PROBLEM STATEMENT
From the records below, extract only the lines running from the line with "Can you find the bush?" to the line with "Can you find the dress", both lines included, reproducing them exactly.

----------

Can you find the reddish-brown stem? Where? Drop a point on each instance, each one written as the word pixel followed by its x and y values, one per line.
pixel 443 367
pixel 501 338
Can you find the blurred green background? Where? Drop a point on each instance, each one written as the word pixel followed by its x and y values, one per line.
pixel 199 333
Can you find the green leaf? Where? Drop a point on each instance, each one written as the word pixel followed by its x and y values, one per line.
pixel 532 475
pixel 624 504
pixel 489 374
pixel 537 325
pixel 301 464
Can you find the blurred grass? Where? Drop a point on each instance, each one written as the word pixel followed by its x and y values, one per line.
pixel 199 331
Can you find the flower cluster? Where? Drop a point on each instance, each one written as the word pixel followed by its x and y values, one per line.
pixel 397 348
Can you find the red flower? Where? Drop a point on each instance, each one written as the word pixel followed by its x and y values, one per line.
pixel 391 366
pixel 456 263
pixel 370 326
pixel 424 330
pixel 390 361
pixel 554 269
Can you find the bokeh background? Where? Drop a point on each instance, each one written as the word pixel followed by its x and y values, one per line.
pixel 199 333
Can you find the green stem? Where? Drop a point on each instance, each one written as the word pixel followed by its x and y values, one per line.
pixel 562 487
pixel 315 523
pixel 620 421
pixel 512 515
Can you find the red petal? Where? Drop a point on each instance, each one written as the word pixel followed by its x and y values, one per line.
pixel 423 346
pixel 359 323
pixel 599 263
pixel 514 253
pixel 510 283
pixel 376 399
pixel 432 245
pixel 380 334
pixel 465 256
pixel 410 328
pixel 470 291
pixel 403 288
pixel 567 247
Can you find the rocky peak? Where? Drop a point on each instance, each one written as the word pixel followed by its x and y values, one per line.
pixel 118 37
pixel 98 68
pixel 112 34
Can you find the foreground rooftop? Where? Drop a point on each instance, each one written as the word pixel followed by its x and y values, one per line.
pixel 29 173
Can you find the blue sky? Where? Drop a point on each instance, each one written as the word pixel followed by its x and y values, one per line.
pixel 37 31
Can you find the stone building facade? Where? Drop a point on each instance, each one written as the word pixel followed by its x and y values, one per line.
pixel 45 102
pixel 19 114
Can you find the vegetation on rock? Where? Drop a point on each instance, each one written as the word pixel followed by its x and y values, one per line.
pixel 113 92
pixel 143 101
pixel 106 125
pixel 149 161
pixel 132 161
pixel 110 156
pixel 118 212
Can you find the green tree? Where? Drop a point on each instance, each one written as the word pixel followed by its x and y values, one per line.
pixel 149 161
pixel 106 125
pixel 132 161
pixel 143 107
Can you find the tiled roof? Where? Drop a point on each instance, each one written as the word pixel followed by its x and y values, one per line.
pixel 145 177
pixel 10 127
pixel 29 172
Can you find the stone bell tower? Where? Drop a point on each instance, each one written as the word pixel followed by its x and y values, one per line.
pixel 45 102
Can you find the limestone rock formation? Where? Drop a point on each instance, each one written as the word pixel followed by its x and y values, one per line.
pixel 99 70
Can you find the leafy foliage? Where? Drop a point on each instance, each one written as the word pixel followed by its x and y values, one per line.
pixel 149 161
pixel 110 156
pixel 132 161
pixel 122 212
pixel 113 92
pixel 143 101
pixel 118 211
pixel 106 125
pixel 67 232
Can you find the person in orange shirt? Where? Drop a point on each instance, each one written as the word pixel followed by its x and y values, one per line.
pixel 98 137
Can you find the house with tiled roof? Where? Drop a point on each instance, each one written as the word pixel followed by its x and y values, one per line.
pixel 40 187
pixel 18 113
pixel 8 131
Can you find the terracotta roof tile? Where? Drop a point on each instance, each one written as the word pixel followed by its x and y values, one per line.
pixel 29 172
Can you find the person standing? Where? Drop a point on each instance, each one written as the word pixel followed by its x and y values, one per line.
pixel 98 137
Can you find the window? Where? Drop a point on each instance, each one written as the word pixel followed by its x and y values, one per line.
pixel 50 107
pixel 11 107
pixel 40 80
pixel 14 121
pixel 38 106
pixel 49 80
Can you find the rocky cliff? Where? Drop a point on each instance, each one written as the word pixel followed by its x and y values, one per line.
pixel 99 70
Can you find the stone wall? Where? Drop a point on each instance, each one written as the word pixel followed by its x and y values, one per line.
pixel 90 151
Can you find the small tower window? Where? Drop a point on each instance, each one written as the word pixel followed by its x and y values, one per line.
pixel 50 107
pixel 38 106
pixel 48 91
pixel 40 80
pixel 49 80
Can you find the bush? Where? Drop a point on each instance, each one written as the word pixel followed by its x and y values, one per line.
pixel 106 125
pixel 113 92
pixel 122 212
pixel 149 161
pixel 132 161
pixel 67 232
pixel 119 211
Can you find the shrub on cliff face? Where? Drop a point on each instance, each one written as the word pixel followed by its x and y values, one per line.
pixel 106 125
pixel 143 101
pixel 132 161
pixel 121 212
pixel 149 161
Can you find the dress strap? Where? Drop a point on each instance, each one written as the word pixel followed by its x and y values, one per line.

----------

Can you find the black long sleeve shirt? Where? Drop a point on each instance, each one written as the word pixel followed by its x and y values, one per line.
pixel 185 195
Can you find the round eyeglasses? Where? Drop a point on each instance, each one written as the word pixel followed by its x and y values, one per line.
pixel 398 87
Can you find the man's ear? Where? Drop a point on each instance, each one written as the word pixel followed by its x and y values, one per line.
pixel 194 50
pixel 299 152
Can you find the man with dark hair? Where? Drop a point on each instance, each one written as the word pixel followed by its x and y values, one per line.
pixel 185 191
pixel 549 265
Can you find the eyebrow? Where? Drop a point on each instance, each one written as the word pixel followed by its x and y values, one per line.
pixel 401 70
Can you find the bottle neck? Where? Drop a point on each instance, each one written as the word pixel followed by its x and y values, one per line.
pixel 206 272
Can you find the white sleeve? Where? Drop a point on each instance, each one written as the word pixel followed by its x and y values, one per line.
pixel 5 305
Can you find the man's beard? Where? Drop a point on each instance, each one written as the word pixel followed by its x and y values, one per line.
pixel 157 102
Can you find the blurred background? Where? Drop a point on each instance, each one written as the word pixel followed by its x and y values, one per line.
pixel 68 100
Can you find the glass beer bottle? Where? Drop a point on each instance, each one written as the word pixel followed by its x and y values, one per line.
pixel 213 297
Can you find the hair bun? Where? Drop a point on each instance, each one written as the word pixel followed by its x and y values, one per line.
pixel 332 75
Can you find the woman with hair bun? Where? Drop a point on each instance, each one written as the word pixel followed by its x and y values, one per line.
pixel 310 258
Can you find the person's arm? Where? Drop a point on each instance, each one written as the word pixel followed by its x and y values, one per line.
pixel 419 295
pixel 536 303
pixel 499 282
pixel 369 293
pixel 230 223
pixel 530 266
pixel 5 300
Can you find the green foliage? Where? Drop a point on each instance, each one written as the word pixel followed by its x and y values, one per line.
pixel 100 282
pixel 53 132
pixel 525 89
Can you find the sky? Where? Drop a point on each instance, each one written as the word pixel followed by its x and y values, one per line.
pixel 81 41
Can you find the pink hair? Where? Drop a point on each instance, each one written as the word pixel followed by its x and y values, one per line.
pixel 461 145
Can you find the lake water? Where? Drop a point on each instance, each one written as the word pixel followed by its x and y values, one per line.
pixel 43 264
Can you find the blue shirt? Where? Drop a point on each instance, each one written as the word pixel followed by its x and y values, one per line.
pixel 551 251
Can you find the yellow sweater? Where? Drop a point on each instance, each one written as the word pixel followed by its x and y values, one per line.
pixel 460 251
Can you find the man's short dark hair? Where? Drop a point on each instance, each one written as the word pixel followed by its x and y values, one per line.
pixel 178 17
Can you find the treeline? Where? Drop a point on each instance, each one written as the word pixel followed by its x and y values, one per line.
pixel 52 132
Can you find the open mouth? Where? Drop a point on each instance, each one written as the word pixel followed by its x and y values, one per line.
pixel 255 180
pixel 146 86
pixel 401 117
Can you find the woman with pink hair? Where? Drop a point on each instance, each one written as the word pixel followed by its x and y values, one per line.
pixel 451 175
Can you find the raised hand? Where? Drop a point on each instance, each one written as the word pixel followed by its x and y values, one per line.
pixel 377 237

----------

TASK RESPONSE
Can you find the bush? Where? Drop a point on each instance, each one written as the word pixel followed by its x and y values, one per line.
pixel 106 125
pixel 113 92
pixel 122 212
pixel 149 161
pixel 132 161
pixel 67 232
pixel 119 211
Can you find the shrub on cliff face? Where? Drop a point on each instance, each one written as the word pixel followed by its x and y values, one per line.
pixel 106 125
pixel 143 101
pixel 132 161
pixel 121 212
pixel 149 161
Can you find the dress strap? Where? Drop a point on each instance, each one written as the word pixel followed by its x and y values, one per line.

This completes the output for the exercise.